Written task: Repeat every one of the rows below word for word, but leave the pictures out of your answer.

Entries from a dataset:
********************

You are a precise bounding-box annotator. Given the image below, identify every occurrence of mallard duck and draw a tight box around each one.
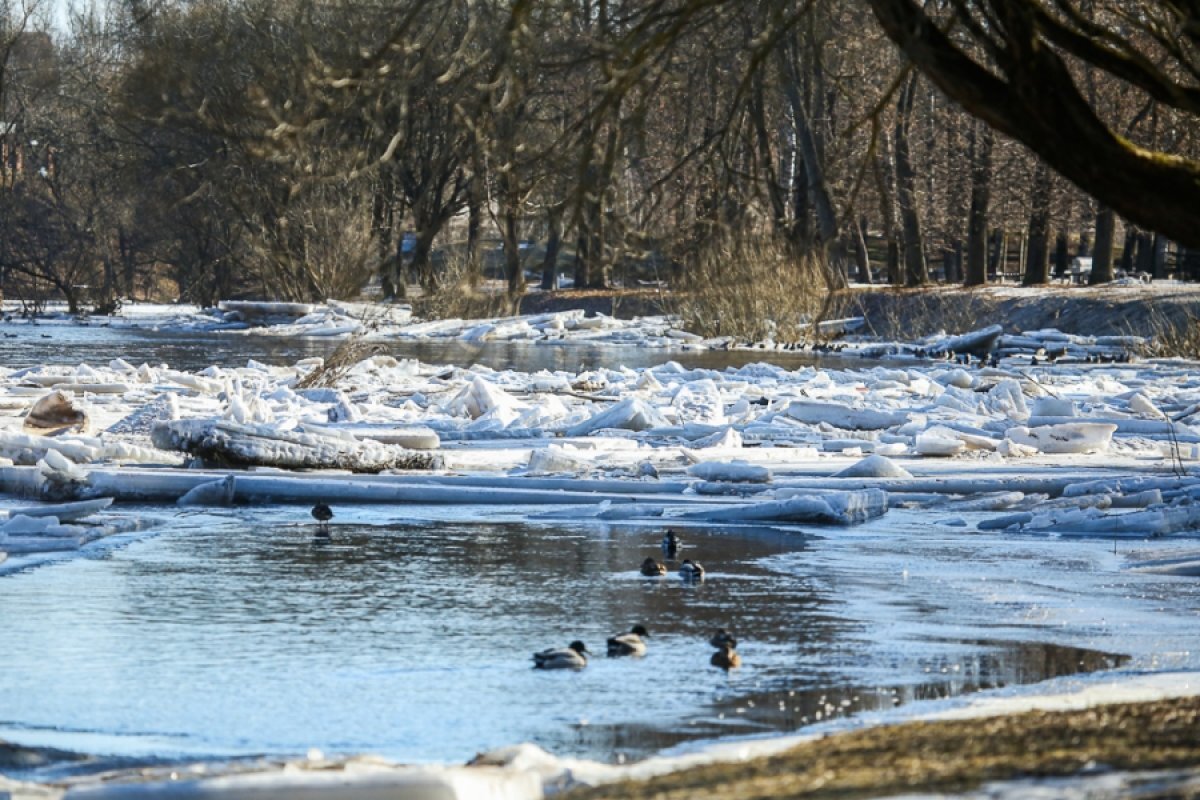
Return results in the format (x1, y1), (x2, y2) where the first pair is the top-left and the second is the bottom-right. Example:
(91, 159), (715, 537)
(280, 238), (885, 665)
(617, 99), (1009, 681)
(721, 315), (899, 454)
(310, 503), (334, 536)
(708, 627), (738, 650)
(642, 558), (667, 578)
(608, 625), (650, 656)
(533, 639), (588, 669)
(708, 644), (742, 669)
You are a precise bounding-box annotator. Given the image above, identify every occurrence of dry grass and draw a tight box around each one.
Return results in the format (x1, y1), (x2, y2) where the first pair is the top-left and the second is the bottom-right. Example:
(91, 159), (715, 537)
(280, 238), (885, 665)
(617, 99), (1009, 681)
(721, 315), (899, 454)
(1147, 306), (1200, 359)
(846, 288), (1003, 341)
(295, 335), (383, 389)
(664, 239), (829, 342)
(413, 252), (520, 319)
(566, 697), (1200, 800)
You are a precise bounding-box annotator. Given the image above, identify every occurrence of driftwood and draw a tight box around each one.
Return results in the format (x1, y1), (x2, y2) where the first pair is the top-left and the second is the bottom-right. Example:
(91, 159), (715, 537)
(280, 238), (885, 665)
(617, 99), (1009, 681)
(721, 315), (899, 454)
(150, 420), (442, 473)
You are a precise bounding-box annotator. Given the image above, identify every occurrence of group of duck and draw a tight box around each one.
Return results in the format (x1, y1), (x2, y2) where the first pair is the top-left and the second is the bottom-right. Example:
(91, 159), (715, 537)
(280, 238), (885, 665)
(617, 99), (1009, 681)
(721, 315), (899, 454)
(641, 528), (704, 583)
(533, 529), (742, 669)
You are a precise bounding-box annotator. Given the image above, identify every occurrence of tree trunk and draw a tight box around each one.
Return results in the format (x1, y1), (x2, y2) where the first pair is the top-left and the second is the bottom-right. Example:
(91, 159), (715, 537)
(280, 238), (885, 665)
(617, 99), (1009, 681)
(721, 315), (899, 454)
(410, 224), (438, 291)
(502, 204), (524, 302)
(966, 122), (995, 287)
(1150, 234), (1168, 281)
(785, 39), (846, 290)
(541, 203), (563, 291)
(853, 217), (871, 283)
(872, 145), (904, 287)
(1021, 161), (1051, 287)
(1054, 230), (1070, 278)
(1117, 224), (1138, 275)
(463, 172), (486, 289)
(894, 72), (929, 287)
(1087, 205), (1117, 285)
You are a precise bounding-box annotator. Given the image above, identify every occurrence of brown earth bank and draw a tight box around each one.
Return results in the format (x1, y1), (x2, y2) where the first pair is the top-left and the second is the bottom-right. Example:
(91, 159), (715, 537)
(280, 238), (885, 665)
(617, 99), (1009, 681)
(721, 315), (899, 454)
(521, 284), (1200, 339)
(564, 697), (1200, 800)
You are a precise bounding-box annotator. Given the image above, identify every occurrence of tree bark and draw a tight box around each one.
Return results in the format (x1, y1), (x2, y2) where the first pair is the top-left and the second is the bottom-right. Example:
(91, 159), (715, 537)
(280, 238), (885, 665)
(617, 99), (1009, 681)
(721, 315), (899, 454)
(1054, 230), (1070, 278)
(1087, 205), (1117, 285)
(853, 217), (871, 283)
(541, 203), (563, 291)
(894, 73), (929, 287)
(868, 0), (1200, 247)
(966, 124), (995, 287)
(1021, 161), (1051, 287)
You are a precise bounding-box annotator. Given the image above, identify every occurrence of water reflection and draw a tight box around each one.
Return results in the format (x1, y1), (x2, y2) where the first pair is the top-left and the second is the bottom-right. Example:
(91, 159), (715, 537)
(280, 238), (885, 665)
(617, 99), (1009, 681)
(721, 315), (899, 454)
(0, 511), (1123, 762)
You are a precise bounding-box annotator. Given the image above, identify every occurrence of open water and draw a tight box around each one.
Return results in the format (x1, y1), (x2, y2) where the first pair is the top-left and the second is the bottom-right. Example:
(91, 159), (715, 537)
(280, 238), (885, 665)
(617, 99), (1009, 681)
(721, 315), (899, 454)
(0, 327), (1200, 778)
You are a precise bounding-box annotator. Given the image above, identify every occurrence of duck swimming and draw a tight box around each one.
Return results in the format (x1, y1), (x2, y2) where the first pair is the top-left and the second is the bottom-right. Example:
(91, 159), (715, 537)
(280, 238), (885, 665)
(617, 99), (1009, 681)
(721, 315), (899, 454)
(708, 627), (738, 650)
(310, 503), (334, 530)
(533, 639), (588, 669)
(662, 528), (680, 559)
(608, 625), (649, 656)
(642, 558), (667, 578)
(679, 559), (704, 581)
(708, 644), (742, 669)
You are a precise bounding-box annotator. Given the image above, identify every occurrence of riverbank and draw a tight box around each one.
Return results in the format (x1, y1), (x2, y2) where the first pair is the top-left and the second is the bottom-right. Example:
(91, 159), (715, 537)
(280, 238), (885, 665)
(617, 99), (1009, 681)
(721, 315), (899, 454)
(565, 697), (1200, 800)
(0, 296), (1200, 800)
(521, 282), (1200, 339)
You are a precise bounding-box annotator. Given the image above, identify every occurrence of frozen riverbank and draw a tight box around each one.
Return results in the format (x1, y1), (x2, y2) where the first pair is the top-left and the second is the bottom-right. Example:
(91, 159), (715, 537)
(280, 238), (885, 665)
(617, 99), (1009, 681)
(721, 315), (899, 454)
(0, 303), (1200, 796)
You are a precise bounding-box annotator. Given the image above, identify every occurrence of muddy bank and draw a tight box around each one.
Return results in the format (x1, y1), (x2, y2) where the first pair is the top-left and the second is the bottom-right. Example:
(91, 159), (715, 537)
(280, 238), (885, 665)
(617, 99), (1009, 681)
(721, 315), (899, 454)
(566, 697), (1200, 800)
(521, 283), (1200, 339)
(838, 284), (1200, 339)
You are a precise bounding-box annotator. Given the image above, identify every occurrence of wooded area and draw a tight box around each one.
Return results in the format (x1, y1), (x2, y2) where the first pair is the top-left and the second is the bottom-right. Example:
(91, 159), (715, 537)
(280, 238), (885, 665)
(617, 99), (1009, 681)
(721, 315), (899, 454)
(0, 0), (1200, 309)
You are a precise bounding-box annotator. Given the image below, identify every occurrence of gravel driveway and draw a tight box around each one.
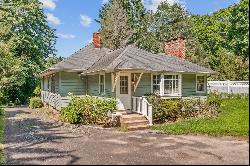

********************

Output of the task:
You are a precise bounding-box annotator. Given the image below, identify every occurrence of mallard duck and draw a tight box around each one.
Return results in the format (x1, y1), (x2, y2) where the first pair is the top-left and the second is the bottom-right. Example:
(91, 159), (715, 537)
(280, 238), (885, 665)
(617, 99), (1009, 681)
(721, 315), (899, 454)
(310, 503), (334, 536)
(708, 627), (738, 650)
(642, 558), (667, 578)
(608, 625), (650, 656)
(533, 639), (588, 669)
(708, 644), (742, 669)
You are a precise bounding-box annotator. Given the image above, identify every occurrence of dry grass and draw a tight box around each one.
Return results in the format (x1, y1), (x2, y2) where the first pair is the top-left and the second is the bottom-right. Example:
(91, 159), (715, 537)
(280, 238), (885, 665)
(617, 99), (1009, 681)
(721, 315), (899, 454)
(1147, 306), (1200, 359)
(846, 288), (1003, 341)
(295, 335), (383, 389)
(664, 239), (829, 342)
(413, 252), (520, 319)
(566, 697), (1200, 800)
You are a precise bounding-box annotator. Given the image above, identify every occurrence of driftwood and draw a tight box around each one.
Return results in the format (x1, y1), (x2, y2) where the first pair is the top-left and the second is the bottom-right. Example:
(91, 159), (715, 537)
(280, 238), (885, 665)
(617, 99), (1009, 681)
(721, 315), (899, 454)
(150, 420), (442, 473)
You are a precise bounding-box annotator. Given the image above, identify every occurrence of group of duck and draw a tight box around each one.
Return results in the format (x1, y1), (x2, y2) where the first pair is the top-left and the second is the bottom-right. Example:
(91, 159), (715, 537)
(280, 238), (885, 665)
(617, 99), (1009, 681)
(721, 315), (899, 454)
(641, 528), (704, 583)
(533, 529), (742, 669)
You are a precise bounding-box annotator. Given the image above, identify every occurrence of tree trunk and draw a tight box around each one.
Return results in the format (x1, y1), (x2, y2) where the first pair is the top-left and the second is the bottom-right. Example:
(91, 159), (715, 537)
(280, 238), (885, 665)
(617, 99), (1009, 681)
(721, 315), (899, 454)
(410, 224), (438, 291)
(502, 204), (524, 302)
(966, 122), (995, 287)
(1150, 234), (1168, 281)
(785, 39), (846, 290)
(541, 203), (563, 291)
(853, 217), (871, 283)
(872, 145), (904, 287)
(1021, 161), (1051, 287)
(1054, 230), (1070, 278)
(1117, 224), (1138, 275)
(463, 172), (486, 289)
(894, 72), (929, 287)
(1087, 205), (1117, 285)
You are a precise bounding-box annotator. Given the image above, identify every occurrence of brown earth bank and draw a tight box around each one.
Return results in the format (x1, y1), (x2, y2) where the first pair is the top-left and the second is the bottom-right. Example:
(91, 159), (715, 537)
(280, 238), (885, 665)
(617, 99), (1009, 681)
(721, 315), (899, 454)
(521, 284), (1200, 339)
(564, 697), (1200, 800)
You are a precise bounding-box annotator. Given the image above, identify every occurrence of tree bark and draw a tight box around each one.
Return results in the format (x1, y1), (x2, y2) where the first pair is the top-left and the second is the bottom-right. Example:
(91, 159), (715, 537)
(280, 238), (885, 665)
(617, 99), (1009, 681)
(721, 315), (899, 454)
(1054, 230), (1070, 278)
(1087, 205), (1117, 285)
(853, 217), (871, 283)
(541, 203), (563, 291)
(894, 73), (929, 287)
(868, 0), (1200, 247)
(966, 124), (995, 287)
(1021, 161), (1051, 287)
You are a precise bounding-box annotator. Given the image above, identify every occurrence of water reflection and draw a tight box around each one.
Return results in the format (x1, y1), (x2, y2) where the first pair is the top-left and the second is the bottom-right. Example:
(91, 159), (715, 537)
(280, 238), (885, 665)
(617, 99), (1009, 681)
(721, 315), (899, 454)
(0, 511), (1123, 762)
You are a precise bounding-box annotator. Given the image above, identify every occurrence of open water and draw a tight box around each one.
Return results in the format (x1, y1), (x2, y2) where the first pair is the top-left and the second is the bottom-right. Example:
(91, 159), (715, 537)
(280, 238), (885, 665)
(617, 99), (1009, 681)
(721, 315), (899, 454)
(0, 327), (1200, 778)
You are a precise bounding-box annotator. Given the image above, identify every occurrence of duck swimming and draw a tight box around each one.
Return results in the format (x1, y1), (x2, y2) where the first pair is the top-left and the second is the bottom-right. Example:
(91, 159), (715, 537)
(280, 238), (885, 665)
(617, 99), (1009, 681)
(721, 315), (899, 454)
(708, 627), (738, 650)
(310, 503), (334, 530)
(533, 639), (588, 669)
(662, 528), (680, 559)
(608, 625), (649, 656)
(642, 558), (667, 578)
(679, 559), (704, 581)
(708, 644), (742, 669)
You are a precise bounding-box annotator. Given the image above, identify every occurrence of riverbank and draw a tight box around each one.
Return results in the format (x1, y1), (x2, y2) where the first pair is the top-left and the second is the bottom-right. Example:
(91, 159), (715, 537)
(280, 238), (885, 665)
(617, 99), (1009, 681)
(721, 315), (899, 454)
(565, 697), (1200, 800)
(0, 296), (1200, 800)
(521, 282), (1200, 339)
You are a precise bounding-box annotator. Given the image above, identify every occurrence of frozen riverbank and draw a tight box around each one.
Return results in the format (x1, y1), (x2, y2) where the first pair is the top-left and the second is the bottom-right. Example:
(91, 159), (715, 537)
(280, 238), (885, 665)
(617, 99), (1009, 681)
(721, 315), (899, 454)
(0, 303), (1200, 796)
You are a precise bounding-box annotator. Given the image above, identify every occurrence of muddy bank and draw a tight box around each one.
Return results in the format (x1, y1), (x2, y2) where the first pair is the top-left and the second is the bottom-right. Example:
(91, 159), (715, 537)
(280, 238), (885, 665)
(617, 99), (1009, 681)
(721, 315), (899, 454)
(566, 697), (1200, 800)
(521, 283), (1200, 339)
(838, 284), (1200, 339)
You are a precise bounding-box annotator. Given the image above, identify every occurrence of wooded area and draw a tight box around each one.
Return results in the format (x1, y1), (x2, y2) where the first pair is the top-left and the second is the bottom-right. Example:
(91, 159), (715, 537)
(280, 238), (885, 665)
(617, 99), (1009, 681)
(721, 315), (899, 454)
(0, 0), (1200, 309)
You are a precise bounding-box annotator. Given the image below, identify every occurrence of gravel driveway and draw a tight box around each one.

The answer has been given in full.